EXTRAIT -
****************************************
« Mia et le Lion Blanc », un film engagé pour dénoncer le marché de la chasse en Afrique du Sud

Image extraite du film Mia et le lion blanc
© 2018 Studiocanal GmbH / Patrick Toselli

Le spécialiste des lions, Kevin Richardson, raconte sa participation pour l’écriture et le tournage du film Mia et le Lion Blanc. Un film militant pour dénoncer les méthodes de chasse cruelles des animaux sauvages en Afrique du Sud.

Comment avez-vous rejoint le projet ?

J’ai rencontré Gilles de Maistre en 2012. J’étais en train de déménager mon refuge et il voulait me filmer au travail. Comme ce n’était pas possible, il m’a demandé si j’avais d’autres idées. Je lui ai demandé s’il avait déjà entendu parler du business du canned hunting, la chasse en enclos, or Gilles venait de visiter un élevage de lions apparemment bien sous tous rapports. Mais je connaissais cet endroit. Quand je lui ai expliqué que ces lions servaient de chair à canon pour la chasse, il était horrifié. On a envisagé de faire un documentaire sur le sujet, puis on a réalisé que ça reviendrait à prêcher des convertis. Et que nous serions beaucoup plus efficaces en faisant une fiction, un drame familial qui parlerait à tout le monde et que tout le monde voudrait voir en tant que spectacle, et pas seulement pour la cause qu’il défend. On a alors commencé à réfléchir à la forme que le film prendrait et décidé que ce serait génial de raconter une histoire de trahison : l’histoire d’un père qui trahit son propre enfant à propos d’un lion, parce que c’est un peu ce qui s’était passé dans cette famille que Gilles avait rencontrée. Sauf que ce n’est pas possible de filmer une histoire d’amitié entre un enfant et un lion. À moins, peut-être, qu’on prenne le lion bébé et qu’il « adopte » l’enfant… Soudain, ces idées un peu folles sont devenues réalité. Un jour Gilles m’a appelé de Paris et m’a dit « Ça y est, on va faire le film ! » A partir de là, ça a été un tourbillon. Une fiction de cette nature est beaucoup plus compliquée à mettre en œuvre qu’un documentaire, surtout si vous décidez, comme on l’a fait, qu’on ne peut pas tricher sur la relation entre l’enfant et le lion. Il fallait que cette amitié soit réelle, pour que le public s’investisse émotionnellement et ressente pleinement le choc de la trahison. L’idée, c’était de provoquer la colère chez les spectateurs, afin de les pousser à agir. Donc, il fallait absolument que la petite fille noue une relation avec le lion dès son plus jeune âge. J’avais songé à utiliser mon propre fils pour le rôle, mais il était encore trop jeune. Du coup, il a fallu trouver quelqu’un d’assez fou pour nous confier son enfant pour une durée de trois ans et accepter de le laisser grandir avec des lions. Il était là, le vrai défi : non pas trouver les enfants qu’il fallait, là-dessus je ne me faisais pas de souci ; mais trouver les bons parents.
****************************************
MATÉRIEL -
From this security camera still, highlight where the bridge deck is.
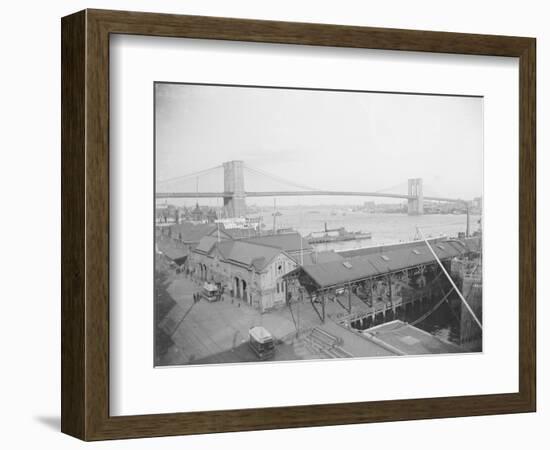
****************************************
LES CONSIGNES -
1) Répondez brièvement à chacune des questions suivantes à l’aide de l’extrait.
(a) En quelle année Kevin Richardson a-t-il rencontré Gilles de Maistre ?
(b) Pourquoi Kevin Richardson n’a-t-il pas retenu son propre fils pour le rôle ?
(c) Pendant combien de temps des parents devaient-ils confier leur enfant à l’équipe du film ?
2) Indiquez si chaque affirmation suivante concorde avec l’extrait en répondant par oui ou par non, puis citez les mots de l’extrait qui le justifient.
(a) Gilles de Maistre a pu filmer Kevin Richardson au travail dans son refuge.
(b) Les deux hommes ont d’abord envisagé un documentaire sur la chasse en enclos.
(c) Pour Kevin Richardson, la principale difficulté était de trouver les bons enfants.
Ce matériel provient d’une autre source que l’extrait.

RÉPONSES -
1)
(a) En 2012.
(b) Il était encore trop jeune.
(c) Pendant trois ans.

2)
(a) Non : « Comme ce n’était pas possible, il m’a demandé si j’avais d’autres idées. »
(b) Oui : « On a envisagé de faire un documentaire sur le sujet »
(c) Non : « non pas trouver les enfants qu’il fallait, là-dessus je ne me faisais pas de souci ; mais trouver les bons parents. »